* _INPUT ROWS_:
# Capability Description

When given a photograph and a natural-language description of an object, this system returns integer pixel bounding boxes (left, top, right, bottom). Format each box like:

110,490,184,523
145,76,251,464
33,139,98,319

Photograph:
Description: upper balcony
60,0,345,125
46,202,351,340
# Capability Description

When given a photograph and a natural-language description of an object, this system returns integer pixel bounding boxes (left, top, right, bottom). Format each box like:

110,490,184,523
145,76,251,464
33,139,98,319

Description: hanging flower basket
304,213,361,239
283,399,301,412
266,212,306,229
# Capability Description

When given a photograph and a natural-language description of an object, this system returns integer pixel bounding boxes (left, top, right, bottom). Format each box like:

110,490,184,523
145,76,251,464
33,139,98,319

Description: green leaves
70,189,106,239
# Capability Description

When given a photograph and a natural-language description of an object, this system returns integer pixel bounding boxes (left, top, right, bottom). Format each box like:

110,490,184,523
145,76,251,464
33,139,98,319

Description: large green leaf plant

---

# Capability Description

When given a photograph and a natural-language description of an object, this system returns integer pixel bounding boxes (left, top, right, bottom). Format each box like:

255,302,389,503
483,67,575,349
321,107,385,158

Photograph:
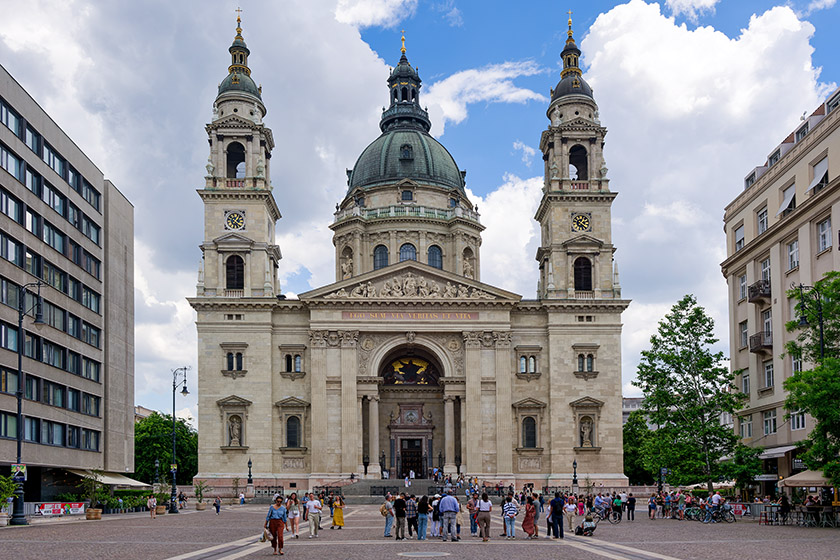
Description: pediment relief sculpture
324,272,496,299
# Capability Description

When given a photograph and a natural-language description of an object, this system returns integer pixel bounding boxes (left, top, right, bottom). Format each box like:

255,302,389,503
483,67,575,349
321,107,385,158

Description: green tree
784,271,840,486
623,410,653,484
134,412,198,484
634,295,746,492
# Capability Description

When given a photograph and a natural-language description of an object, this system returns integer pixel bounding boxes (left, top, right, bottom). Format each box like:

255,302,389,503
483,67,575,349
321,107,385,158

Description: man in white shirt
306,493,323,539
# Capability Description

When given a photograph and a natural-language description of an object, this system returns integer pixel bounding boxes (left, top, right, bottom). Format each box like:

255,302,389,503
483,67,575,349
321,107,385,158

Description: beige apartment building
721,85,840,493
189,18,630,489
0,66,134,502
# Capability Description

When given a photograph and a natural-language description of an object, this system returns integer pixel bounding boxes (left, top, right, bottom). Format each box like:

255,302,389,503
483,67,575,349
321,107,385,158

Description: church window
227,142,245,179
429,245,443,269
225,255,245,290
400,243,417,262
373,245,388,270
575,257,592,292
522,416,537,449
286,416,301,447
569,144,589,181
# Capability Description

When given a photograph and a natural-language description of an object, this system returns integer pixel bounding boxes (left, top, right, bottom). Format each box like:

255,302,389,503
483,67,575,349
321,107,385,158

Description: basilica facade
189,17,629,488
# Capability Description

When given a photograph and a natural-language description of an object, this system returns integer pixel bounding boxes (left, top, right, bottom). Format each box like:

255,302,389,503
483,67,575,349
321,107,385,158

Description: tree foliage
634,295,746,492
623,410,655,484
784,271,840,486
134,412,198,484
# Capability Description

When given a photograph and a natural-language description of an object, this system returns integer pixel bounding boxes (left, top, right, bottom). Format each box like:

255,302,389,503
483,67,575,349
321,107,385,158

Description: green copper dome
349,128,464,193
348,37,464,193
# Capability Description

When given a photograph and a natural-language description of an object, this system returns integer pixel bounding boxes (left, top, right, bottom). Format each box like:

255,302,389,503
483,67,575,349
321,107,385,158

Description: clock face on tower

* _WHAT THIS TASK INVOLVES_: How many of the lines above contain the string "tree", matching case? Reply with the number alone.

* _RESPONSE_: 2